— start Excerpted records —

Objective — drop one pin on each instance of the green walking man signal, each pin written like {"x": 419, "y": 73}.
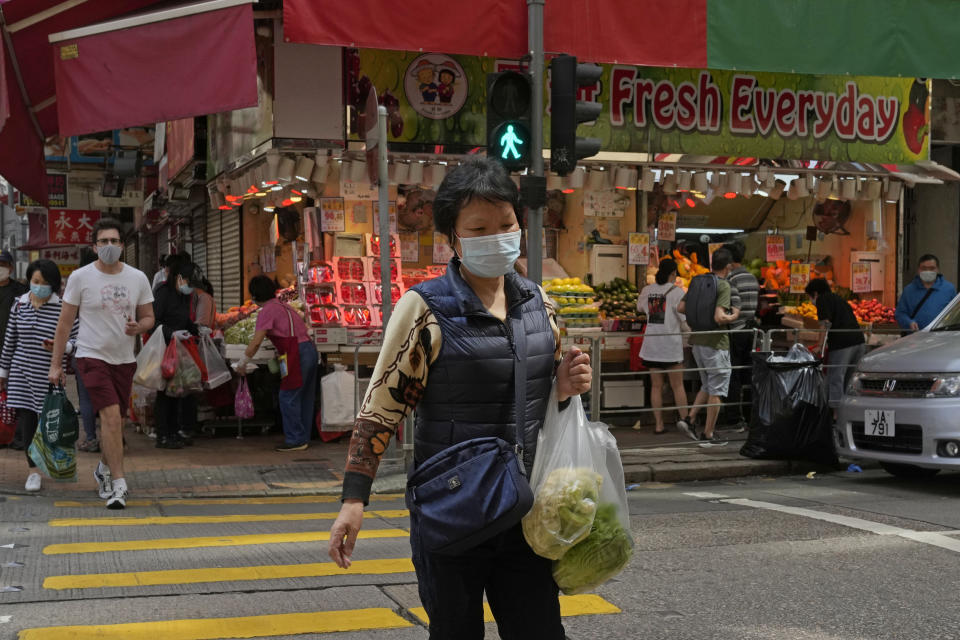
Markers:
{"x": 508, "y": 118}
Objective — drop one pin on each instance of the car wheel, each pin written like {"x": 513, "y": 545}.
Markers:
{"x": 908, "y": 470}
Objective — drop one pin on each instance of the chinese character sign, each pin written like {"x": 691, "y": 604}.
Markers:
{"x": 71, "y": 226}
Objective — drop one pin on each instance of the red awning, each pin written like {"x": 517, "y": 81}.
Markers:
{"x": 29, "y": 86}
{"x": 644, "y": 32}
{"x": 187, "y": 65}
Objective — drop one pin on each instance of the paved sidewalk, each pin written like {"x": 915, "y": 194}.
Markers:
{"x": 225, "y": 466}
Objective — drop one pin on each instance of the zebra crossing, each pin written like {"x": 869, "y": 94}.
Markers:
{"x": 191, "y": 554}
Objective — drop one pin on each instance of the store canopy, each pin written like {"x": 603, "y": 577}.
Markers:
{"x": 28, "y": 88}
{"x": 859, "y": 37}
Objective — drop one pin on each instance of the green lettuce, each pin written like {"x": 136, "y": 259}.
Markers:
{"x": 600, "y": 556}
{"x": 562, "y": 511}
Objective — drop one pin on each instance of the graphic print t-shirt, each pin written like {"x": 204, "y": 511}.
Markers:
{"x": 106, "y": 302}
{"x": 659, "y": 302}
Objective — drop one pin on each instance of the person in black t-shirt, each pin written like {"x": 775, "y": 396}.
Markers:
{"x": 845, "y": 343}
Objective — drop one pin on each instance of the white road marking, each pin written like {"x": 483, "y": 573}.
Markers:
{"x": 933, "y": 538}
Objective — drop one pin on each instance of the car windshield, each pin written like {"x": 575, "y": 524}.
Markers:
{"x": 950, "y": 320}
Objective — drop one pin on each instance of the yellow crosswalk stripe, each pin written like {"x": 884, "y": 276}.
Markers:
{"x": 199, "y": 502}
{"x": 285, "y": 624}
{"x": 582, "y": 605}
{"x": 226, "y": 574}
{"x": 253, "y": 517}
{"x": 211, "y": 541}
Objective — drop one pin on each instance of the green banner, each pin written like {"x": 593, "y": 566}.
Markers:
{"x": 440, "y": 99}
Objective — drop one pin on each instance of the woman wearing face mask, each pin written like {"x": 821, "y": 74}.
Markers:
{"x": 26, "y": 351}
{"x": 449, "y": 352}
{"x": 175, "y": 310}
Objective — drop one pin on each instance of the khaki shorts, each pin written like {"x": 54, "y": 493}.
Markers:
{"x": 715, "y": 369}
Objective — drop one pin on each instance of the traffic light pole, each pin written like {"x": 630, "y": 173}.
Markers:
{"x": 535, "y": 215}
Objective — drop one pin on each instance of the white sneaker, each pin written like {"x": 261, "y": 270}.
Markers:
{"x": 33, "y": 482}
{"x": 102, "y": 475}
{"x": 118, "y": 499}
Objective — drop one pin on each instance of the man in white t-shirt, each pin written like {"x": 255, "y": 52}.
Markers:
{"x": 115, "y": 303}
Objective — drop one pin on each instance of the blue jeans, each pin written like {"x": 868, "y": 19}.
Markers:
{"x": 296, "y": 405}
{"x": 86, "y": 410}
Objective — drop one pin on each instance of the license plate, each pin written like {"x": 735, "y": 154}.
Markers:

— end Excerpted records —

— Aim —
Change "blue jeans" to "denim pants" in everything from the line containing "white sneaker, each" down to the end of the material. Give those lines back with nothing else altered.

— Final answer —
Objective — drop one pin on each instance of the white sneaker, each pin written like {"x": 261, "y": 270}.
Markers:
{"x": 33, "y": 482}
{"x": 102, "y": 475}
{"x": 118, "y": 499}
Objective — drop one pin on each instance of the man in white t-shirt, each pin written like {"x": 255, "y": 52}.
Markers:
{"x": 115, "y": 303}
Objective — drop one pin on each instance of the denim pants, each pin written like {"x": 868, "y": 19}.
Markers:
{"x": 296, "y": 405}
{"x": 86, "y": 410}
Objective — drop one pin on each instance of the license plate, each pin written like {"x": 735, "y": 154}.
Markers:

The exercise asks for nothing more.